Segment Open
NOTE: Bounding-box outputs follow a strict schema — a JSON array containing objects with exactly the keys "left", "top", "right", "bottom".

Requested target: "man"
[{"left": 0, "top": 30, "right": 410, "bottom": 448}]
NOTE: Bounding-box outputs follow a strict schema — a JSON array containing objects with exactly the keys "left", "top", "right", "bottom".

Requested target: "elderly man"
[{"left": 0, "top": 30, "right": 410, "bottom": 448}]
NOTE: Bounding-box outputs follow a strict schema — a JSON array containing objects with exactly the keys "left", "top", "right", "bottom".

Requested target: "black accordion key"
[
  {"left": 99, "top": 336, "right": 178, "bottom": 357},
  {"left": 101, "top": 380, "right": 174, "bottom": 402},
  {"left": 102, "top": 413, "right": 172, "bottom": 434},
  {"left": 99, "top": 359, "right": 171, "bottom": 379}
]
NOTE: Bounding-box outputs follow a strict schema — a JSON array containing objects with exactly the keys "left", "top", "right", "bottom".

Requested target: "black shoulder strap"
Segment Closed
EXERCISE AIM: Output the entire listing exactly, including each line.

TASK OUTPUT:
NOTE: Bounding-box outputs follow a strict schema — a JSON array containing objects with exactly the keys "left", "top", "right", "bottom".

Requested target: "man"
[{"left": 0, "top": 30, "right": 410, "bottom": 448}]
NOTE: Bounding-box outputs follow a strict schema — a JSON array containing objects with exactly the keys "left", "top", "right", "bottom".

Requested target: "elderly man"
[{"left": 0, "top": 30, "right": 410, "bottom": 448}]
NOTE: Bounding-box outputs follow a strict schema — a JSON array containing objects with exactly the keys "left", "top", "right", "bottom".

Requested target: "black accordion key"
[
  {"left": 99, "top": 336, "right": 178, "bottom": 357},
  {"left": 101, "top": 380, "right": 174, "bottom": 402},
  {"left": 102, "top": 413, "right": 172, "bottom": 434},
  {"left": 99, "top": 359, "right": 171, "bottom": 379}
]
NOTE: Bounding-box outputs follow a strict schema — a JSON array containing objects with exactly the keys "left", "top", "right", "bottom".

Requested target: "black shoulder strap"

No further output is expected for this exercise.